**Records provided**
++++++

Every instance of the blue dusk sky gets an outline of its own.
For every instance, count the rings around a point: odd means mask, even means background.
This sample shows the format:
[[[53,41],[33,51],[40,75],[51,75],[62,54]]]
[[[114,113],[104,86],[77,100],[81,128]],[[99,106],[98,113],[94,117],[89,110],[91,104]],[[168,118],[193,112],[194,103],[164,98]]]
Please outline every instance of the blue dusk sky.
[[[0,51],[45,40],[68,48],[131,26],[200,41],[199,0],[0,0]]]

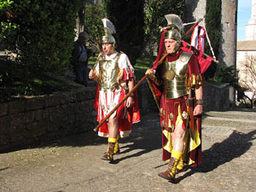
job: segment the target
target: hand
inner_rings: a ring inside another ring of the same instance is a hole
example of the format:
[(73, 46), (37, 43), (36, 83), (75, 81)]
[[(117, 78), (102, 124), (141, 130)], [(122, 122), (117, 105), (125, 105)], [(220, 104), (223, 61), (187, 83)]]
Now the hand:
[(154, 74), (155, 74), (155, 70), (153, 70), (151, 68), (148, 68), (145, 73), (145, 75), (148, 75), (148, 76), (153, 76)]
[(126, 108), (131, 108), (133, 106), (133, 97), (129, 96), (128, 99), (126, 100)]
[(201, 113), (202, 113), (202, 105), (196, 105), (193, 112), (194, 116), (200, 115)]
[(96, 72), (94, 71), (93, 69), (90, 69), (89, 72), (89, 78), (90, 79), (94, 79), (96, 77)]

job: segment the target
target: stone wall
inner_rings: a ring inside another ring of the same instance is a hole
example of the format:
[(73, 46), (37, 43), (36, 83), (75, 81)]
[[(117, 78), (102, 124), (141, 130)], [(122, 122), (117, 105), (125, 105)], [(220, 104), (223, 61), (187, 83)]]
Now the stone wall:
[[(146, 80), (137, 93), (142, 115), (158, 110)], [(227, 110), (228, 94), (228, 84), (217, 87), (206, 83), (204, 110)], [(0, 152), (92, 131), (97, 125), (94, 97), (95, 85), (92, 84), (71, 91), (0, 103)]]
[(92, 130), (95, 88), (0, 103), (0, 151)]
[(204, 111), (226, 111), (230, 108), (230, 84), (216, 86), (205, 82), (203, 90)]

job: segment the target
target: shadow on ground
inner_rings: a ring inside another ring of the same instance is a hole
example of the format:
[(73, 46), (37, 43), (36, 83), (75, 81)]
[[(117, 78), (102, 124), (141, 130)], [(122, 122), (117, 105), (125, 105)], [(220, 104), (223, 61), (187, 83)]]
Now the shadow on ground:
[(196, 172), (212, 172), (219, 166), (241, 156), (252, 147), (252, 141), (256, 139), (255, 134), (256, 130), (247, 134), (234, 131), (222, 143), (214, 143), (209, 149), (202, 152), (202, 165), (189, 168), (189, 172), (177, 177), (176, 183)]

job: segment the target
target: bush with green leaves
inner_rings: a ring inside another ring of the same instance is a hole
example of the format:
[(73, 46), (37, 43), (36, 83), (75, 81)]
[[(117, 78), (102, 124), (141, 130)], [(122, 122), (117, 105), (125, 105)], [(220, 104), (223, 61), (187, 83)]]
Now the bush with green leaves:
[(102, 37), (104, 32), (102, 19), (106, 16), (106, 10), (102, 4), (85, 6), (84, 30), (88, 34), (87, 42), (90, 49), (96, 52), (102, 49)]
[(132, 65), (144, 46), (144, 0), (103, 0), (108, 19), (114, 25), (117, 49), (125, 52)]
[(69, 63), (82, 0), (16, 0), (10, 4), (8, 44), (29, 70), (61, 72)]
[(13, 34), (19, 26), (12, 22), (13, 15), (10, 14), (14, 1), (0, 1), (0, 43), (4, 42), (9, 34)]

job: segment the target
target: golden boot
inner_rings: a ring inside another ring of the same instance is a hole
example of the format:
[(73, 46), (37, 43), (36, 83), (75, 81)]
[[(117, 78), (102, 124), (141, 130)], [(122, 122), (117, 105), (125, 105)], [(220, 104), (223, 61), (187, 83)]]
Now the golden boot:
[(109, 160), (112, 162), (113, 160), (113, 148), (114, 148), (114, 143), (108, 143), (108, 148), (106, 153), (104, 153), (102, 156), (102, 160)]
[(177, 159), (176, 159), (175, 157), (171, 157), (167, 170), (166, 172), (160, 172), (158, 176), (170, 181), (174, 180), (177, 162), (178, 162)]

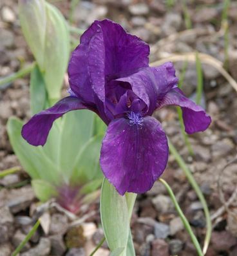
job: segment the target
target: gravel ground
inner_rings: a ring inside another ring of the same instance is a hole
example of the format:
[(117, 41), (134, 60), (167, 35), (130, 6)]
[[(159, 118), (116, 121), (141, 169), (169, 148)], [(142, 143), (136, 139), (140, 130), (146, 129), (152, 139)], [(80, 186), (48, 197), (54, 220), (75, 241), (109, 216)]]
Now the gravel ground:
[[(67, 17), (69, 1), (53, 2)], [(86, 28), (95, 19), (104, 17), (118, 22), (150, 44), (151, 62), (164, 56), (171, 58), (174, 54), (187, 54), (196, 50), (223, 62), (224, 37), (220, 24), (223, 1), (187, 1), (186, 7), (193, 28), (189, 31), (186, 30), (181, 1), (175, 2), (175, 6), (168, 7), (164, 1), (158, 0), (81, 1), (74, 12), (74, 25)], [(236, 14), (237, 2), (232, 1), (228, 14), (228, 72), (236, 81)], [(19, 70), (33, 59), (21, 32), (15, 0), (1, 1), (0, 56), (1, 77)], [(183, 65), (184, 61), (175, 61), (177, 73)], [(189, 155), (184, 142), (176, 109), (163, 109), (155, 116), (162, 121), (207, 200), (214, 229), (206, 255), (236, 256), (237, 200), (223, 208), (224, 202), (221, 200), (218, 182), (220, 181), (224, 200), (227, 202), (237, 184), (237, 164), (234, 162), (223, 169), (236, 156), (236, 91), (213, 65), (204, 64), (202, 68), (205, 92), (202, 105), (213, 122), (205, 132), (189, 136), (193, 156)], [(30, 118), (28, 85), (26, 77), (0, 89), (0, 170), (20, 165), (10, 144), (6, 123), (12, 116), (24, 120)], [(196, 87), (195, 64), (189, 62), (182, 88), (187, 96), (194, 97)], [(205, 221), (202, 204), (172, 155), (162, 177), (171, 186), (195, 234), (203, 243)], [(7, 256), (37, 219), (39, 203), (23, 169), (0, 180), (0, 256)], [(53, 202), (41, 206), (41, 211), (44, 209), (41, 226), (21, 255), (89, 255), (103, 237), (99, 204), (98, 199), (90, 206), (85, 206), (77, 219)], [(223, 211), (218, 211), (222, 207)], [(86, 217), (86, 221), (82, 217)], [(131, 227), (137, 255), (196, 255), (167, 191), (159, 182), (150, 191), (138, 197)], [(108, 246), (104, 244), (95, 256), (108, 255)]]

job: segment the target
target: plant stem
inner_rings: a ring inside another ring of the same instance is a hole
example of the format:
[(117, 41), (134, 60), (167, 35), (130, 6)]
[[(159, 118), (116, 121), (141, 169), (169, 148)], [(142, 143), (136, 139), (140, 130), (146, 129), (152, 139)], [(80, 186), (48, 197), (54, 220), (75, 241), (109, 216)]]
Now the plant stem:
[(191, 156), (193, 156), (194, 153), (193, 153), (193, 150), (192, 148), (192, 145), (191, 145), (191, 143), (189, 142), (187, 134), (185, 131), (185, 127), (184, 127), (184, 120), (183, 120), (183, 116), (182, 116), (182, 114), (181, 108), (180, 107), (177, 107), (176, 110), (177, 110), (177, 112), (178, 112), (178, 121), (180, 122), (180, 127), (181, 127), (181, 133), (184, 137), (184, 142), (187, 147), (189, 154)]
[(106, 238), (103, 237), (100, 242), (97, 244), (97, 247), (94, 249), (94, 250), (91, 252), (91, 253), (90, 255), (90, 256), (93, 256), (96, 251), (102, 246), (104, 242), (106, 240)]
[(207, 252), (208, 246), (210, 242), (211, 230), (212, 230), (211, 216), (210, 216), (209, 211), (208, 209), (207, 202), (204, 198), (203, 193), (201, 191), (201, 189), (200, 189), (198, 184), (196, 183), (194, 178), (193, 177), (190, 169), (186, 165), (186, 164), (185, 163), (184, 159), (178, 154), (178, 151), (176, 151), (174, 145), (171, 144), (171, 142), (169, 140), (169, 147), (171, 154), (175, 156), (175, 160), (178, 162), (178, 165), (180, 165), (181, 169), (182, 169), (182, 170), (184, 171), (188, 181), (191, 184), (193, 189), (195, 191), (204, 208), (204, 211), (206, 220), (206, 226), (207, 226), (207, 232), (204, 240), (204, 248), (202, 250), (203, 253), (205, 255)]
[[(184, 77), (185, 77), (185, 74), (186, 72), (186, 70), (187, 70), (187, 59), (186, 59), (186, 61), (184, 62), (183, 67), (182, 68), (182, 71), (180, 73), (180, 79), (179, 79), (179, 82), (178, 82), (178, 88), (182, 87), (182, 85), (184, 83)], [(180, 107), (176, 107), (176, 110), (177, 110), (177, 112), (178, 112), (178, 121), (180, 122), (180, 128), (181, 128), (181, 133), (182, 134), (184, 137), (184, 142), (187, 145), (187, 149), (189, 152), (189, 154), (192, 156), (193, 156), (193, 150), (192, 148), (192, 146), (191, 145), (191, 143), (189, 142), (189, 137), (187, 134), (187, 133), (185, 131), (185, 127), (184, 127), (184, 120), (183, 120), (183, 116), (182, 116), (182, 110), (180, 109)]]
[(35, 233), (37, 229), (38, 228), (40, 221), (38, 220), (33, 228), (30, 230), (30, 232), (26, 235), (24, 239), (21, 242), (21, 244), (17, 246), (17, 248), (15, 250), (15, 251), (12, 253), (12, 256), (16, 256), (23, 249), (26, 242), (30, 239), (32, 235)]
[(0, 80), (0, 86), (5, 85), (7, 83), (15, 81), (17, 78), (20, 78), (26, 76), (33, 70), (35, 66), (35, 62), (33, 62), (32, 64), (29, 65), (26, 67), (24, 67), (23, 69), (20, 69), (19, 71), (16, 72), (15, 73), (13, 73), (10, 76), (1, 78)]
[(200, 105), (201, 103), (202, 94), (204, 87), (204, 81), (202, 70), (202, 64), (199, 59), (198, 52), (196, 52), (196, 71), (197, 74), (197, 87), (196, 103)]
[(182, 211), (182, 209), (178, 205), (178, 203), (177, 200), (176, 200), (175, 196), (172, 191), (171, 187), (169, 186), (169, 184), (166, 182), (166, 180), (163, 180), (162, 178), (159, 178), (159, 181), (166, 187), (167, 191), (169, 193), (169, 197), (171, 197), (173, 204), (175, 204), (175, 209), (178, 211), (178, 213), (184, 223), (184, 227), (187, 231), (188, 233), (189, 234), (191, 239), (192, 239), (192, 241), (193, 242), (193, 244), (194, 245), (196, 251), (198, 252), (198, 256), (203, 256), (204, 254), (202, 251), (201, 247), (199, 244), (199, 242), (198, 241), (198, 239), (195, 237), (195, 235), (193, 233), (192, 228), (191, 228), (191, 226), (187, 221), (186, 217), (184, 216), (184, 214)]
[(185, 0), (182, 1), (182, 8), (183, 9), (184, 16), (184, 23), (187, 29), (192, 28), (192, 21), (191, 20), (190, 15), (187, 7), (187, 3)]
[(12, 168), (6, 169), (6, 170), (0, 172), (0, 178), (19, 171), (21, 171), (21, 167), (19, 166), (15, 166)]

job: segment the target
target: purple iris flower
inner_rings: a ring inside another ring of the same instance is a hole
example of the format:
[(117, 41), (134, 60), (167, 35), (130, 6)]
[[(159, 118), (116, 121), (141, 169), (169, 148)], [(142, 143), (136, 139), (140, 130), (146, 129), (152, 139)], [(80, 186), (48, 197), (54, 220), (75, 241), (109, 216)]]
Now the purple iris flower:
[(120, 195), (148, 191), (166, 168), (169, 153), (154, 111), (180, 106), (188, 134), (205, 130), (211, 122), (178, 88), (173, 64), (149, 67), (149, 54), (147, 44), (118, 24), (95, 21), (71, 57), (70, 96), (33, 116), (23, 136), (43, 145), (57, 118), (76, 109), (94, 111), (108, 125), (100, 158), (104, 176)]

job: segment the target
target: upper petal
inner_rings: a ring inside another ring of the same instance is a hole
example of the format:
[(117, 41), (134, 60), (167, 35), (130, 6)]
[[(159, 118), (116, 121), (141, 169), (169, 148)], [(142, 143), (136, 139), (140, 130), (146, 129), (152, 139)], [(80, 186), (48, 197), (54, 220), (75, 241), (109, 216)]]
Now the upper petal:
[(68, 64), (68, 78), (71, 91), (85, 102), (95, 103), (88, 72), (89, 44), (97, 27), (91, 26), (81, 36), (80, 45), (73, 51)]
[(158, 101), (158, 108), (169, 105), (181, 107), (185, 132), (192, 134), (204, 131), (208, 128), (211, 117), (200, 106), (186, 98), (178, 88), (171, 89), (162, 100)]
[(137, 123), (114, 120), (102, 142), (102, 169), (120, 195), (148, 191), (166, 166), (168, 145), (160, 123), (151, 116), (140, 118)]
[(162, 99), (172, 88), (176, 87), (178, 82), (172, 62), (153, 67), (153, 69), (158, 87), (158, 98)]
[(93, 92), (105, 101), (105, 83), (121, 74), (148, 66), (149, 48), (113, 21), (95, 21), (81, 36), (68, 67), (72, 91), (86, 101), (95, 102)]
[(58, 101), (53, 107), (35, 114), (23, 125), (21, 134), (33, 145), (44, 145), (53, 122), (68, 111), (77, 109), (90, 109), (93, 107), (83, 103), (76, 97), (69, 96)]
[(140, 69), (115, 81), (129, 83), (134, 93), (147, 105), (146, 114), (151, 115), (156, 108), (157, 100), (177, 85), (178, 78), (173, 63), (167, 62), (156, 67)]

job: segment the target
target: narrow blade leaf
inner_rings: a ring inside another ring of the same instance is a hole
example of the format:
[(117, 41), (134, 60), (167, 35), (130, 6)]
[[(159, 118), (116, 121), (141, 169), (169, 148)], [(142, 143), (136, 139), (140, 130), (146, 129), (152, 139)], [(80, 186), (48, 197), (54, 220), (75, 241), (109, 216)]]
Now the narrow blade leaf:
[[(127, 200), (126, 197), (120, 196), (105, 178), (101, 190), (100, 217), (111, 251), (126, 248), (129, 227)], [(125, 256), (126, 249), (120, 255)]]

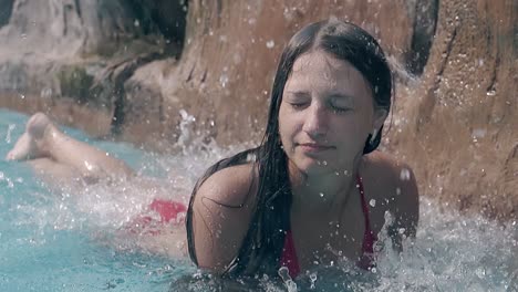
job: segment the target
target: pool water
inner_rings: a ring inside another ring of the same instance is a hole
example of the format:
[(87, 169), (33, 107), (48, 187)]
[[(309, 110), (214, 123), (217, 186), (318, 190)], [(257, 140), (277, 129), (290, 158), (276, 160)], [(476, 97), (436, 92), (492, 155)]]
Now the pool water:
[[(27, 119), (0, 109), (1, 158)], [(162, 156), (63, 131), (155, 177), (168, 190), (167, 198), (184, 202), (205, 168), (232, 152), (209, 145)], [(187, 257), (151, 252), (138, 237), (121, 232), (156, 196), (131, 181), (81, 191), (51, 189), (25, 164), (0, 159), (0, 291), (216, 290), (217, 281), (200, 274)], [(392, 251), (381, 237), (384, 248), (375, 273), (362, 274), (343, 262), (297, 282), (257, 281), (266, 291), (518, 291), (517, 222), (497, 225), (441, 211), (436, 202), (422, 198), (417, 238), (404, 242), (403, 253)], [(236, 285), (242, 290), (247, 283)]]

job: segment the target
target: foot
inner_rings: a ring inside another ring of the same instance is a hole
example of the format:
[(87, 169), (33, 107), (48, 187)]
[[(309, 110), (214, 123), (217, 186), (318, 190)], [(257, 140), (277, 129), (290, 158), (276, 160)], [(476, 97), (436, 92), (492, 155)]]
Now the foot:
[(44, 156), (44, 137), (46, 129), (53, 127), (50, 118), (37, 113), (29, 118), (25, 133), (17, 140), (14, 147), (6, 156), (7, 160), (27, 160)]

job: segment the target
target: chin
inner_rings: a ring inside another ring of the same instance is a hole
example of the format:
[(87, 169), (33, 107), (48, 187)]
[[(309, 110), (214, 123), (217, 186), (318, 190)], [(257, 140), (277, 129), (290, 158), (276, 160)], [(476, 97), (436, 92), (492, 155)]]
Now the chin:
[(315, 159), (303, 159), (302, 161), (294, 164), (297, 168), (307, 175), (321, 175), (332, 171), (332, 167), (329, 165), (324, 165), (323, 161), (319, 161)]

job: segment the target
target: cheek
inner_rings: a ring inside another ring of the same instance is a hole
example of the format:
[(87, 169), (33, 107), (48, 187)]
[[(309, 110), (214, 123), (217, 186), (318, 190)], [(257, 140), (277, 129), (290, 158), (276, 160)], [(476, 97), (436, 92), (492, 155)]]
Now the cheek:
[(298, 122), (296, 116), (289, 113), (284, 106), (281, 105), (279, 109), (279, 135), (284, 147), (292, 144), (292, 138), (297, 134)]

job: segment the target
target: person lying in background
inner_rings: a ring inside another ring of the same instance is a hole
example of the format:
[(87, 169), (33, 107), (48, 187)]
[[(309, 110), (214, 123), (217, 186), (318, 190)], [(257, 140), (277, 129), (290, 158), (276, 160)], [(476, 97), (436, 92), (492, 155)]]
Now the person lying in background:
[[(385, 212), (396, 249), (418, 222), (412, 169), (376, 150), (393, 86), (382, 48), (363, 29), (336, 19), (302, 28), (282, 52), (260, 145), (209, 167), (188, 206), (151, 208), (163, 221), (186, 211), (190, 259), (222, 277), (286, 267), (296, 278), (344, 259), (372, 269)], [(7, 158), (60, 181), (135, 176), (43, 114), (29, 119)]]

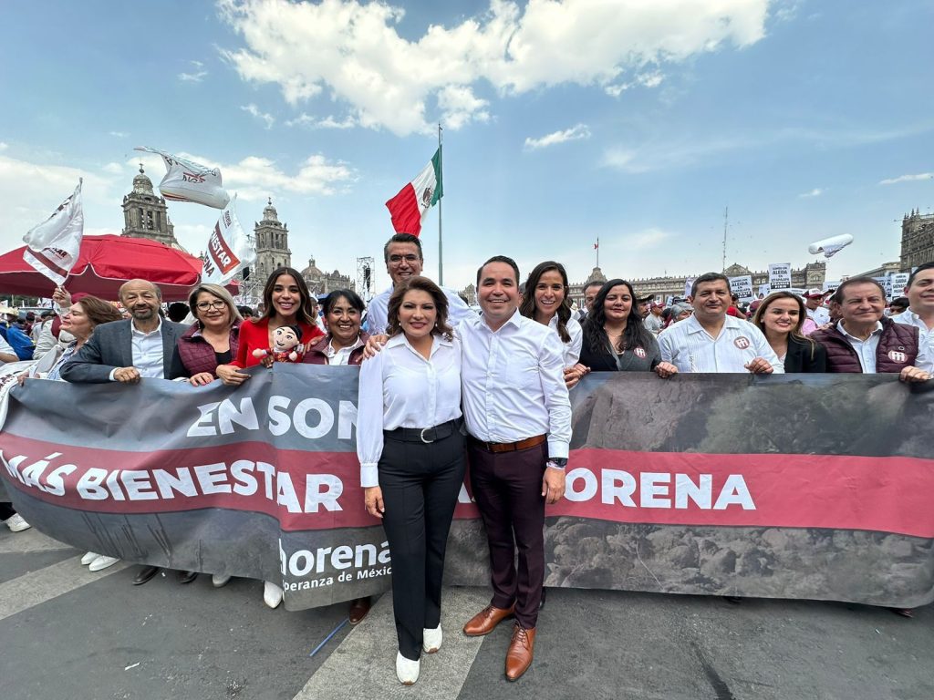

++++++

**Task instructions**
State how many lines of the entries above contain the string "pool", matching case exactly, and give only that number.

**Answer for the task**
2